» Task brief
When you copy the listing, skip the images and return each line verbatim.

» Data for processing
Start of Block

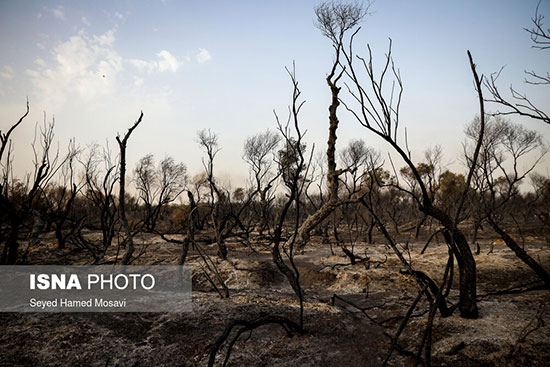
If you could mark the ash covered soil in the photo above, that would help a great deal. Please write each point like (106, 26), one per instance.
(512, 329)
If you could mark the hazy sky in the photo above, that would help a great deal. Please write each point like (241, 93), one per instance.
(220, 65)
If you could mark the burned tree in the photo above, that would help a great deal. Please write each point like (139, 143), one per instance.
(19, 199)
(218, 198)
(377, 109)
(497, 177)
(129, 241)
(158, 186)
(258, 154)
(519, 103)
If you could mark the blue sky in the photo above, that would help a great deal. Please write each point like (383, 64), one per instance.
(220, 65)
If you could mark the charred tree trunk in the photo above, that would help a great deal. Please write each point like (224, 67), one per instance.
(122, 192)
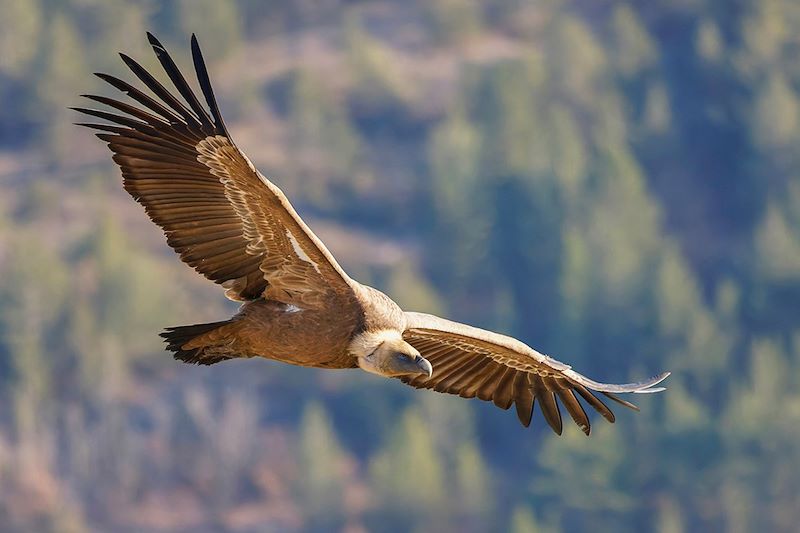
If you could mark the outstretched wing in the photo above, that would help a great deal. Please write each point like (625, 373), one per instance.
(472, 362)
(222, 216)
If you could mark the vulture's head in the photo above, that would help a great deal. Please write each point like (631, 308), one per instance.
(389, 355)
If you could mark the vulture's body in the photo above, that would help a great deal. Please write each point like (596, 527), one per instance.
(235, 227)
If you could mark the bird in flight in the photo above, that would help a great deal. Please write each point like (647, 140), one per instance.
(236, 228)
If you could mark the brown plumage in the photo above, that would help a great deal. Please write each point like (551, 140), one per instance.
(236, 228)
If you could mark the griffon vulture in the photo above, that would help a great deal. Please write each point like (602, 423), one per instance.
(235, 227)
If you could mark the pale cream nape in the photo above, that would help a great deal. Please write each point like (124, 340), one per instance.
(372, 348)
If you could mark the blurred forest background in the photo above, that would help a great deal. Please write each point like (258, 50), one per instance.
(615, 183)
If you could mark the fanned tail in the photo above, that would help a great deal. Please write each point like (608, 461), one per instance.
(207, 353)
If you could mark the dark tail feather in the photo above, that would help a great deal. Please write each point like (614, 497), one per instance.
(178, 336)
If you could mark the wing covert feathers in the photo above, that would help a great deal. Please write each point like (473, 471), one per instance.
(218, 213)
(472, 362)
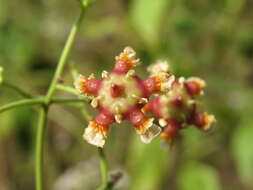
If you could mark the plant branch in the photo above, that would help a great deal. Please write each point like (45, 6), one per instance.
(64, 55)
(103, 170)
(68, 89)
(40, 147)
(20, 103)
(17, 89)
(41, 100)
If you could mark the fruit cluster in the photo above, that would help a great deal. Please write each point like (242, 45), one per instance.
(122, 95)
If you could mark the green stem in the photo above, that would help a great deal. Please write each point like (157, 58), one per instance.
(19, 103)
(103, 170)
(17, 89)
(68, 89)
(50, 92)
(64, 55)
(40, 147)
(34, 101)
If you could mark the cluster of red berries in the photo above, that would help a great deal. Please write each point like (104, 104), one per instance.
(122, 95)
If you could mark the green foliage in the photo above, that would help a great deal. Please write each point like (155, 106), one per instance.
(198, 176)
(243, 151)
(148, 164)
(147, 17)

End of Block

» Response
If you could mark the ash covered soil in the photo above, that would help a great deal. Please write each point like (106, 26), one per instance.
(512, 329)
If you could mark the hazy sky in the photo above, that would help a great deal. Please write each point like (241, 93), one per instance.
(220, 65)
If you could mark the burned tree in the photo above, that would help a great deal. Please write each point like (139, 143), one per instance.
(19, 199)
(218, 198)
(377, 109)
(497, 177)
(129, 241)
(158, 186)
(258, 154)
(519, 103)
If you could mark the blue sky in the photo above, that would help a great deal. Please write each point like (383, 64), one per instance.
(220, 65)
If you could mark the charred tree trunk in the photo above, that would help a great deal. Please write each point like (224, 67), one per instance.
(122, 192)
If you could mark the outstretched wing in the photo above, that would help a great deal. Please write each point like (625, 373), one per instance.
(472, 362)
(222, 216)
If you could mark the vulture's head in the photo above, that would help a great deal. Please write each point like (631, 308), one per instance.
(389, 355)
If you could mark the vulture's body in the photo above, that would help a great deal. Please write each point like (596, 527), one per instance.
(235, 227)
If you could mark the bird in flight in the photo above, that would help a great deal. Please write each point like (647, 140), one per instance.
(236, 228)
If you could mark the brown plumage in the photo above, that would help a great deal. Please write each point like (551, 140), one per instance.
(236, 228)
If you could mark the griffon vulture in the photo above, that would help a great deal. Please write each point like (602, 423), one per instance.
(235, 227)
If you could mark the pale cream nape in the photo above, that would help a great deal. Please write each point like (124, 340), one per instance.
(372, 348)
If you could mark the blurred forest background in the photo above, that would help a great deal. Please write each point like (258, 50), one per instance.
(615, 183)
If you could mark the fanned tail in the photo above, that would help a great deal. Please write each point like (608, 461), one per instance.
(207, 353)
If you could mark the dark tail feather in the photo above, that would help a great deal. Please write each point like (614, 497), one per instance.
(178, 336)
If you could mark the wing covert feathers in the photo above, that would help a great deal. Please write each point like (473, 471), one per instance.
(218, 213)
(472, 362)
If you could mark the plant branch in the photo above, that would help a great deal. Please write each point like (45, 6), one per instance.
(64, 55)
(103, 170)
(68, 89)
(40, 147)
(20, 103)
(17, 89)
(41, 100)
If you could mark the fruit cluster in the photo above, that would help a great deal. Please write each point like (242, 45), one per instance.
(122, 95)
If you could mark the green stem in the photo above, that would help a great deal. Please write each point like (157, 58), one per instance.
(19, 103)
(103, 170)
(17, 89)
(68, 89)
(50, 92)
(64, 55)
(40, 147)
(34, 101)
If you could mark the cluster of red berries in the photo above, that would help a great deal. Please write each point like (104, 104), one per instance.
(122, 95)
If you could mark the green foliage in the photo above, that would help a great deal. Please write each point like (155, 106), one per instance.
(198, 176)
(243, 151)
(148, 164)
(147, 17)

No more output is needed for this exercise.